#### [WAS ZU TUN IST]
Kannst du nur den Abschnitt der Datensätze, der mit der Zeile mit „the red pickup“ beginnt und mit der Zeile mit „column 248, row 244“ endet, beide Zeilen eingeschlossen, als Markdown-Tabelle mit den Spalten „Nummer“ und „Datensatzzeile“ darstellen? Lass dabei Leerzeilen weg.

#### [BEREITGESTELLTES MATERIAL]
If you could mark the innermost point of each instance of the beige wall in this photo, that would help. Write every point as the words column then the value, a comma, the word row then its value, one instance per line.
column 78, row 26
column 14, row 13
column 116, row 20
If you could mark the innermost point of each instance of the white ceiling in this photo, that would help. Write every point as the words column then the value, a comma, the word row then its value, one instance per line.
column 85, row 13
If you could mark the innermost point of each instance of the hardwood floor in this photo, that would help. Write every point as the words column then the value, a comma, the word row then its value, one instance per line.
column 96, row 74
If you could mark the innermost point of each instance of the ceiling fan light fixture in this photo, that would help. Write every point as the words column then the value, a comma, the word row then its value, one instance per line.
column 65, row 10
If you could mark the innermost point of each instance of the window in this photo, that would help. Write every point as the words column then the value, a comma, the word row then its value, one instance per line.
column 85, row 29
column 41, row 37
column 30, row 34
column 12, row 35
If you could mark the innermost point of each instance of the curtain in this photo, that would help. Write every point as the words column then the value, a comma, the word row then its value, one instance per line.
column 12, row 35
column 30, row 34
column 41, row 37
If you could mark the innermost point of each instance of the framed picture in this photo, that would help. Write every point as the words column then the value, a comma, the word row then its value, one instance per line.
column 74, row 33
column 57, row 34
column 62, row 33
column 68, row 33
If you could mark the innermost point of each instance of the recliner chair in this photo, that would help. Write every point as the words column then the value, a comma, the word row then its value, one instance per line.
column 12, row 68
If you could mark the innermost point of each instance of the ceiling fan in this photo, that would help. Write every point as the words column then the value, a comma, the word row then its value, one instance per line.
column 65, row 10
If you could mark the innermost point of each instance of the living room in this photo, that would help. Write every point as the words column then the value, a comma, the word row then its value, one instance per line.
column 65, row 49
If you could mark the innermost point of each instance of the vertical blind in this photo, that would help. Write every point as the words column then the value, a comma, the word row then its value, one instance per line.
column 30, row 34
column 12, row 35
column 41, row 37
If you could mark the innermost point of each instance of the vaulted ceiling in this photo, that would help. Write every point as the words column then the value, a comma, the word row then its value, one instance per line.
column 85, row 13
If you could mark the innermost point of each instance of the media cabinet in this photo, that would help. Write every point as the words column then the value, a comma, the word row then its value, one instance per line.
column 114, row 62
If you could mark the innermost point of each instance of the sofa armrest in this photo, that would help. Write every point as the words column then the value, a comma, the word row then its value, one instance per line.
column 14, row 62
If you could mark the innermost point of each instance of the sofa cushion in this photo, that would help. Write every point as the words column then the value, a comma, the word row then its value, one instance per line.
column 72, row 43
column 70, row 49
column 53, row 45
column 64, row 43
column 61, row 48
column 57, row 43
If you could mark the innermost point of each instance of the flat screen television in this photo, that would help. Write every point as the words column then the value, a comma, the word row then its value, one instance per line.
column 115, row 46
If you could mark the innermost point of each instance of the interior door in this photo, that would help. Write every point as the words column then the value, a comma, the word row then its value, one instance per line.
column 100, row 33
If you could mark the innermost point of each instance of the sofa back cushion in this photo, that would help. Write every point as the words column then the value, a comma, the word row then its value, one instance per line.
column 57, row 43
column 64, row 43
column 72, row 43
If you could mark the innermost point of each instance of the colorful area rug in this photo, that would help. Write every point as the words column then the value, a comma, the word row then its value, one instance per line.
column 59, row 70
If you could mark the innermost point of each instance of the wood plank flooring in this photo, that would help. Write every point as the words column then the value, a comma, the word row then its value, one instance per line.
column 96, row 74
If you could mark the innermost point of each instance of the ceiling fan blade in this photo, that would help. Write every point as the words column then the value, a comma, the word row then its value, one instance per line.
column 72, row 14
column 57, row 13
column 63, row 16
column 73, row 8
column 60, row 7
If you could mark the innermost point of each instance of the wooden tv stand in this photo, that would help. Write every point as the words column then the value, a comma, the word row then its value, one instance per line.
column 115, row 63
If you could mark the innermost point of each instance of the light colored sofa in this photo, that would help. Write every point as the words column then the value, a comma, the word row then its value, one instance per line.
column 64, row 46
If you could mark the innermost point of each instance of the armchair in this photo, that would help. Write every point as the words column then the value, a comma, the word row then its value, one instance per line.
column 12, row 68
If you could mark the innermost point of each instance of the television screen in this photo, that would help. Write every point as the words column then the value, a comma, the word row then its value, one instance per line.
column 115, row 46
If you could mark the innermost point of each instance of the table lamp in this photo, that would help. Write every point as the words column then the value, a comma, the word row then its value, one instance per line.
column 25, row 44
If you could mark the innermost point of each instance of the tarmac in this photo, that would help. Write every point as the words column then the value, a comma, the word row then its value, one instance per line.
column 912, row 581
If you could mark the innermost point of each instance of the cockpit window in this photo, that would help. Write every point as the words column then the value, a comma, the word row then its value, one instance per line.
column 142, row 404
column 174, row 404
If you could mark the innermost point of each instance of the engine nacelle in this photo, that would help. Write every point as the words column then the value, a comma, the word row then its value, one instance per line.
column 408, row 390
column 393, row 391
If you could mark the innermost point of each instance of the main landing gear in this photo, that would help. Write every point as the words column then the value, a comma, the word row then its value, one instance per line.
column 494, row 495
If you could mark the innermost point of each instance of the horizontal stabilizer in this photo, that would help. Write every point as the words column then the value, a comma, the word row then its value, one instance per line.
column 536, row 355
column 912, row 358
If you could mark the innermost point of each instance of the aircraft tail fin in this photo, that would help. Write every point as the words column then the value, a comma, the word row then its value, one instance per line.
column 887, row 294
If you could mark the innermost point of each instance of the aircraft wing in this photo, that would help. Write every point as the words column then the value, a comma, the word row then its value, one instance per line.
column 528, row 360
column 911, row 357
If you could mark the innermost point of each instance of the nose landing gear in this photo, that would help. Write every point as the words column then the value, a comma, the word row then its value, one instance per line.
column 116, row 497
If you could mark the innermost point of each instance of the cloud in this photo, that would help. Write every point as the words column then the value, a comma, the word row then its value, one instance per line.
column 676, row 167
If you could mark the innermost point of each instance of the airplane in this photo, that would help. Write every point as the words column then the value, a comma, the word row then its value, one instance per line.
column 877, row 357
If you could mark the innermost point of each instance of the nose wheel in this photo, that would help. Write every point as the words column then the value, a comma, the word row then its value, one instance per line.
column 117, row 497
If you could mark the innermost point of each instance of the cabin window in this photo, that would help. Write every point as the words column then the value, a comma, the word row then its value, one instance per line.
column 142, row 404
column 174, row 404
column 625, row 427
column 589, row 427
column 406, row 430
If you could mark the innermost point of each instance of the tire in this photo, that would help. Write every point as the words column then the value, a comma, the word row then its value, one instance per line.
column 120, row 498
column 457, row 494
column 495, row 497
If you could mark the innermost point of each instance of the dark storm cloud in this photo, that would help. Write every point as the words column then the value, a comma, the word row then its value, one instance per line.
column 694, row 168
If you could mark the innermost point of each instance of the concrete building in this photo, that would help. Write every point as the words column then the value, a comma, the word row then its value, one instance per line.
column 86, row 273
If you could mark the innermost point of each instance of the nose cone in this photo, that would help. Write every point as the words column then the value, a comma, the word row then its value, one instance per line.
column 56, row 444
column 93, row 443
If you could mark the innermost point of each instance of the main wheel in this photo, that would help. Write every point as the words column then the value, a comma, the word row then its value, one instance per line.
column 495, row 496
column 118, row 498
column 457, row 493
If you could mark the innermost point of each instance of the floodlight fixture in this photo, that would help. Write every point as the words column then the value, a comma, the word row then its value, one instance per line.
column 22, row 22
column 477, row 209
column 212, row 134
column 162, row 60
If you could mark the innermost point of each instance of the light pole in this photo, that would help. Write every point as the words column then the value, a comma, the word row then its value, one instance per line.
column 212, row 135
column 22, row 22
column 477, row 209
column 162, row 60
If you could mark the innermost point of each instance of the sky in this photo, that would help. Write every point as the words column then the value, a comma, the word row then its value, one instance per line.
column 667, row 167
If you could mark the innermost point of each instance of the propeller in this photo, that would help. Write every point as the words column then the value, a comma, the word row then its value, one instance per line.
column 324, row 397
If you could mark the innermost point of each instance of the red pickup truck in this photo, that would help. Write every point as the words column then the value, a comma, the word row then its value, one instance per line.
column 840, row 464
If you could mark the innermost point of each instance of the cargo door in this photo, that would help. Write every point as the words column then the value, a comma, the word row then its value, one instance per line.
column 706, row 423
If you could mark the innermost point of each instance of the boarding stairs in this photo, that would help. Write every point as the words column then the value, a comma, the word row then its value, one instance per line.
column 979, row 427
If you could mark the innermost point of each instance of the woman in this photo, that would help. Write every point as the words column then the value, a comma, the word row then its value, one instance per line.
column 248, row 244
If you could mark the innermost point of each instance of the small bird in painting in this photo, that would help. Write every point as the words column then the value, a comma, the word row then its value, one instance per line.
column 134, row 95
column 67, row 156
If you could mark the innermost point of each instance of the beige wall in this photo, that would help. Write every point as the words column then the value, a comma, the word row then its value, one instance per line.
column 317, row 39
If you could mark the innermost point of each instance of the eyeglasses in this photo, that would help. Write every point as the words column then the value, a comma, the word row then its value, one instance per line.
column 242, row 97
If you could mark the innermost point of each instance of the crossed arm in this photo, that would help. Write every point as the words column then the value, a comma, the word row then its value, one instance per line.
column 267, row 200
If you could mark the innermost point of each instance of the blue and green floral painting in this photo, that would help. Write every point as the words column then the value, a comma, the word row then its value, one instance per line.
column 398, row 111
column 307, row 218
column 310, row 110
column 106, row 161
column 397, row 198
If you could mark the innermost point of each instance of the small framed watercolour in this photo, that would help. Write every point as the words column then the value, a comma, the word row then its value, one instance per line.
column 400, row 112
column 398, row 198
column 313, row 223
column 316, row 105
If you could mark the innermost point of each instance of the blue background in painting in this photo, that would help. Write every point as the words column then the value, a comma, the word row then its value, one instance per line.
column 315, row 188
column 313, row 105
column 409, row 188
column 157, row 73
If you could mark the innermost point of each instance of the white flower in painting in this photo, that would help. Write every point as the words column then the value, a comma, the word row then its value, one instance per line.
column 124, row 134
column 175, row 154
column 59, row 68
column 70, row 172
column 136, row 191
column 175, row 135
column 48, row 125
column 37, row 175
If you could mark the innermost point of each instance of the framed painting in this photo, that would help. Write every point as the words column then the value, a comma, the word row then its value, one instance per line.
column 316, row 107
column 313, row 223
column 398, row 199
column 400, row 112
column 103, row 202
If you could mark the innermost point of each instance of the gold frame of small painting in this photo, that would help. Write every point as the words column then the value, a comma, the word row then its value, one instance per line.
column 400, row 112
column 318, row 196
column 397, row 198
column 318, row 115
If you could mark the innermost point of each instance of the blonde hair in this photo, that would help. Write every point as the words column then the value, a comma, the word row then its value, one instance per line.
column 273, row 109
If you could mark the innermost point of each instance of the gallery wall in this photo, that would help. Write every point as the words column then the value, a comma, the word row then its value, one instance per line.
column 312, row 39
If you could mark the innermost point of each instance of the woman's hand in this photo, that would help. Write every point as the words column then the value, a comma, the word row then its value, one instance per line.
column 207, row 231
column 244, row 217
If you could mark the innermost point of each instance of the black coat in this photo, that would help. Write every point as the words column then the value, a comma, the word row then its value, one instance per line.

#### [ERLEDIGTE AUFGABE]
| Nummer | Datensatzzeile |
|---|---|
| 1 | If you could mark the innermost point of each instance of the red pickup truck in this photo, that would help. Write every point as the words column then the value, a comma, the word row then its value, one instance per line. |
| 2 | column 840, row 464 |
| 3 | If you could mark the innermost point of each instance of the cargo door in this photo, that would help. Write every point as the words column then the value, a comma, the word row then its value, one instance per line. |
| 4 | column 706, row 423 |
| 5 | If you could mark the innermost point of each instance of the boarding stairs in this photo, that would help. Write every point as the words column then the value, a comma, the word row then its value, one instance per line. |
| 6 | column 979, row 427 |
| 7 | If you could mark the innermost point of each instance of the woman in this photo, that would help. Write every point as the words column then the value, a comma, the word row then its value, one instance per line. |
| 8 | column 248, row 244 |